→ **EXERCISE INSTRUCTIONS**
Select every line containing the word "below" from the material, and copy those lines.

→ **AVAILABLE RECORDS**
* * * * *

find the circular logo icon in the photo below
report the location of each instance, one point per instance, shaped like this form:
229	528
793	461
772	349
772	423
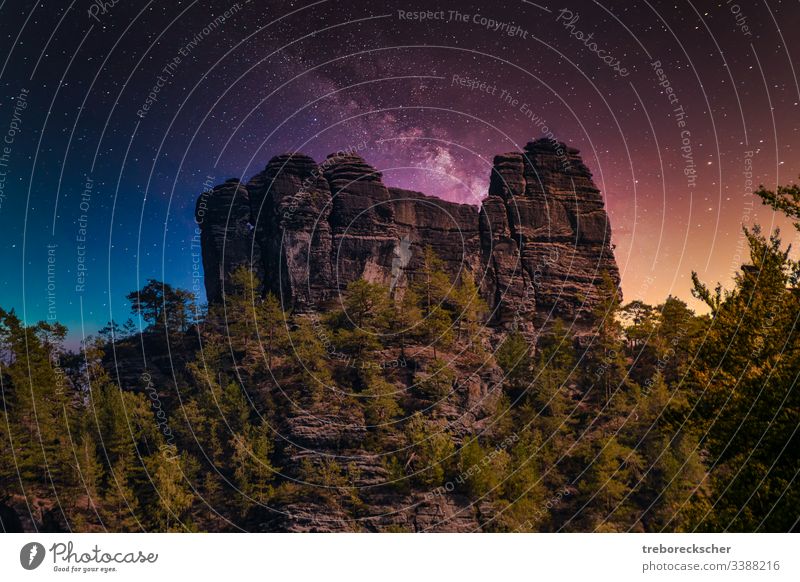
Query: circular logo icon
31	555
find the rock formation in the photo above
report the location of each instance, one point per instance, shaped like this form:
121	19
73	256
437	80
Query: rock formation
538	246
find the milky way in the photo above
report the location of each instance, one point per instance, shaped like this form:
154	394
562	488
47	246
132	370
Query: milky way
116	114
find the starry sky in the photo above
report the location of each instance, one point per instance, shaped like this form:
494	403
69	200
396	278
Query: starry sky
114	116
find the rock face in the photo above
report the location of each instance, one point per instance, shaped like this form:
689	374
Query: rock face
538	246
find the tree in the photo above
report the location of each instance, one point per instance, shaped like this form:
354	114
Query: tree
161	305
744	386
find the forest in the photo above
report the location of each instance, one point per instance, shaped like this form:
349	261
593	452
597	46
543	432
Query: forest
663	420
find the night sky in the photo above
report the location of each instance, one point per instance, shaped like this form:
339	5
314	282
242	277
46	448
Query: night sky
679	109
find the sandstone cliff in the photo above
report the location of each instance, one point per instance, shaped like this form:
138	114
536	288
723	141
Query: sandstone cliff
538	245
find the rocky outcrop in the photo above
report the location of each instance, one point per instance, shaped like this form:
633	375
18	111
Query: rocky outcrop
538	245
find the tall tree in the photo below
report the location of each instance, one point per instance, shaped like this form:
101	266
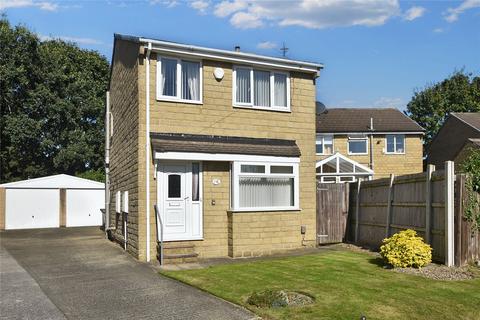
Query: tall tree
52	97
431	105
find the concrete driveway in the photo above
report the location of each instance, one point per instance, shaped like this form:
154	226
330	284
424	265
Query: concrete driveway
76	273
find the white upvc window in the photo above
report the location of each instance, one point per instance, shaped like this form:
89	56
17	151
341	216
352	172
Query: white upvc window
395	144
261	89
357	144
179	80
262	186
118	202
324	144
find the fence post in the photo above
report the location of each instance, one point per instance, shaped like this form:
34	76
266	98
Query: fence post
389	206
458	230
357	210
449	213
428	204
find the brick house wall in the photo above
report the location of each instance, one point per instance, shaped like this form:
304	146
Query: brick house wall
385	164
216	116
124	143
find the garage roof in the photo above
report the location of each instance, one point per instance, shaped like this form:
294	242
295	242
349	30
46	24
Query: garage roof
58	181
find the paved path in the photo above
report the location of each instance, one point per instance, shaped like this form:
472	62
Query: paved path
75	273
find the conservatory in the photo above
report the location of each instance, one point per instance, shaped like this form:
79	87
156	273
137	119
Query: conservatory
340	169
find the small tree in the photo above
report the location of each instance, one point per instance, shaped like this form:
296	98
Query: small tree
431	105
52	96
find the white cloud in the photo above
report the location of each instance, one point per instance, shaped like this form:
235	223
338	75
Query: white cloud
266	45
84	41
166	3
315	14
226	8
42	5
452	14
389	102
246	20
414	13
200	5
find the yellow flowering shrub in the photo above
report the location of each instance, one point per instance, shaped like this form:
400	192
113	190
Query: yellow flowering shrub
406	249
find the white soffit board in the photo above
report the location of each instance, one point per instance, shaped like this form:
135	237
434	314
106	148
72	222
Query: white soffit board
55	182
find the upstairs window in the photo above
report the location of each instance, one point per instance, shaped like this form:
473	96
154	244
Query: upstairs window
324	144
395	143
179	80
261	89
357	144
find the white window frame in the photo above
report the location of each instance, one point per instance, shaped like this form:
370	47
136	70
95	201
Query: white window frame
321	137
395	143
125	201
273	106
357	139
178	97
236	174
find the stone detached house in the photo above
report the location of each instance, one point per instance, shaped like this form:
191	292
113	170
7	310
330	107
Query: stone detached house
222	142
454	141
354	144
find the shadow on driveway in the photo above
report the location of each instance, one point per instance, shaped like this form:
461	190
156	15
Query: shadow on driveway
87	277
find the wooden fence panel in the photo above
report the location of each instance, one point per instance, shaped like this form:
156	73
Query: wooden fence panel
409	196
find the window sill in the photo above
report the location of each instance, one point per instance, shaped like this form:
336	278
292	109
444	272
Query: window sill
165	99
284	110
263	210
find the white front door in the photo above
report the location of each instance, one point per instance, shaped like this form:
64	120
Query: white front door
179	200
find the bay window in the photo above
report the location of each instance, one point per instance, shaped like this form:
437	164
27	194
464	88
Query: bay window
179	80
324	144
261	89
357	144
395	143
264	186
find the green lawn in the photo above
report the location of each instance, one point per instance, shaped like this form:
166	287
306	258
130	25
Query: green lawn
345	284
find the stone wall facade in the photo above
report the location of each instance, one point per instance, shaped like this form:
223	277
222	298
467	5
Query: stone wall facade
124	143
225	233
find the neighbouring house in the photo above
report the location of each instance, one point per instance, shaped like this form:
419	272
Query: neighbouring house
222	142
50	202
353	144
455	139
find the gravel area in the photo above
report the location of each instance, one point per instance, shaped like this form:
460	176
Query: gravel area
440	272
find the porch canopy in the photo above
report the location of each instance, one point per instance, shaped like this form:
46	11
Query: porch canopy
222	148
337	168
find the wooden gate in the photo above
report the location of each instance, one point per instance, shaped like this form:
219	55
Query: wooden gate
332	212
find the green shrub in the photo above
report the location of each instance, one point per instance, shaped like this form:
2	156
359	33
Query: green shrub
406	249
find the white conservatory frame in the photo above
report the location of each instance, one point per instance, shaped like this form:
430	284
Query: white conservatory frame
342	177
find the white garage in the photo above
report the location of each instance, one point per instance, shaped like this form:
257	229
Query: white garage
51	202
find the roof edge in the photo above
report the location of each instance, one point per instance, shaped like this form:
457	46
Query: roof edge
455	114
227	55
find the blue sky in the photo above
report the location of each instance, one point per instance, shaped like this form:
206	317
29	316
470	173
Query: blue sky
376	52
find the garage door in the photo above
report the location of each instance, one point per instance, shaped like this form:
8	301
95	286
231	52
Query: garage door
83	207
32	208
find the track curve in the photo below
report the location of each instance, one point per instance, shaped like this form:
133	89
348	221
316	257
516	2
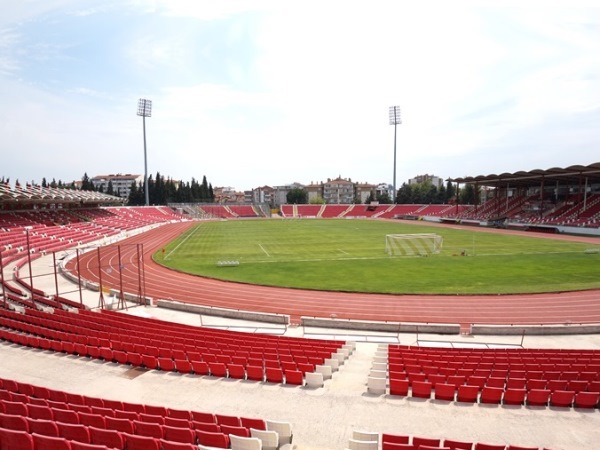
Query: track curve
160	282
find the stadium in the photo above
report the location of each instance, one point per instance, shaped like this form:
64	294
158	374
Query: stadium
104	347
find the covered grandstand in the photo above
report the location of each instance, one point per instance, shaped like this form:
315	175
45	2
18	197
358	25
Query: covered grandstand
75	375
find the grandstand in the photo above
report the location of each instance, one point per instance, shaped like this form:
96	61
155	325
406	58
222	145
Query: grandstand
74	376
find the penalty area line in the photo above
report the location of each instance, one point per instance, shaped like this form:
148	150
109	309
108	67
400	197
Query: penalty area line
263	249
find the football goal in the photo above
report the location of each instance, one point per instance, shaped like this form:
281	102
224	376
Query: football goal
413	244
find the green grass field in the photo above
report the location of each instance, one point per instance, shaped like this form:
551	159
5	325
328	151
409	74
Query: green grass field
349	255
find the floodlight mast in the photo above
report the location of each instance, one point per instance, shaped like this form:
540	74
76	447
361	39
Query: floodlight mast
395	120
145	110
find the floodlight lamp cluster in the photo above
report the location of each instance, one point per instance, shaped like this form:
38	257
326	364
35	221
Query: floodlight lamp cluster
395	115
144	107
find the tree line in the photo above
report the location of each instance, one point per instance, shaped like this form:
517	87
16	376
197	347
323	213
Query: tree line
423	193
161	191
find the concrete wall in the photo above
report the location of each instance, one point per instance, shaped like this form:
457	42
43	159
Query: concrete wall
394	327
539	330
281	319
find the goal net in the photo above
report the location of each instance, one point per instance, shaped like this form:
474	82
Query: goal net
413	244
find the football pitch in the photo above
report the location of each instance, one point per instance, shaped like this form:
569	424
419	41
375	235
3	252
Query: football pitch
349	255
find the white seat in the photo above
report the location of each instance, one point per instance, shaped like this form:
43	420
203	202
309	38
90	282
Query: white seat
283	430
269	439
379	366
314	380
377	385
380	359
361	435
325	370
378	373
354	444
244	443
333	363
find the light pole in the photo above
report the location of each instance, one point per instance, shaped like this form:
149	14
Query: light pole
145	110
395	120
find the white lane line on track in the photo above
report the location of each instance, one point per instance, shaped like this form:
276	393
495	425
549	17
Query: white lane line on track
181	243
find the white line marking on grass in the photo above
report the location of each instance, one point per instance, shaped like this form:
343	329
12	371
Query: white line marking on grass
263	249
181	243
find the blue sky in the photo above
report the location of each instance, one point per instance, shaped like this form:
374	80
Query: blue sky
253	93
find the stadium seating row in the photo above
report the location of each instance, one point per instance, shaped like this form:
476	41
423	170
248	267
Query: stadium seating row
33	410
365	440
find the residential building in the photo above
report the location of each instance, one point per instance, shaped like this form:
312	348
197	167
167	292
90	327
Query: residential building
121	183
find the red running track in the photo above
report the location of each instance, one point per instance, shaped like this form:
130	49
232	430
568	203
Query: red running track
163	283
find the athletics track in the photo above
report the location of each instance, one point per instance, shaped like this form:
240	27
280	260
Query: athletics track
161	283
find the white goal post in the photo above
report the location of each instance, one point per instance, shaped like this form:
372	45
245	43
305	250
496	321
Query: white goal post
413	244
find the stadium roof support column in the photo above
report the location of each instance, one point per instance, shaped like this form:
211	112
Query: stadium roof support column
457	196
542	198
145	110
395	120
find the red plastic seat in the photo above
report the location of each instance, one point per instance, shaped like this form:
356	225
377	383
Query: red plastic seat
150	361
467	394
516	383
74	432
481	446
148	429
170	445
65	416
255	373
206	426
587	400
185	435
157	410
110	438
514	396
536	384
94	420
518	447
495	382
257	424
119	424
444	391
217	369
41	441
538	397
135	442
223	419
200	367
205	417
130	415
390	441
83	446
418	441
166	364
179	414
399	387
273	375
562	398
40	412
458	445
42	426
177	422
16	439
15	408
491	395
220	440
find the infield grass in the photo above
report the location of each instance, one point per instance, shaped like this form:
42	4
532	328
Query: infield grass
349	255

* * * * *

→ **WORKED SOLUTION**
find the circular logo icon in the photo below
find the tall tree in the photo below
find the track curve in the photo below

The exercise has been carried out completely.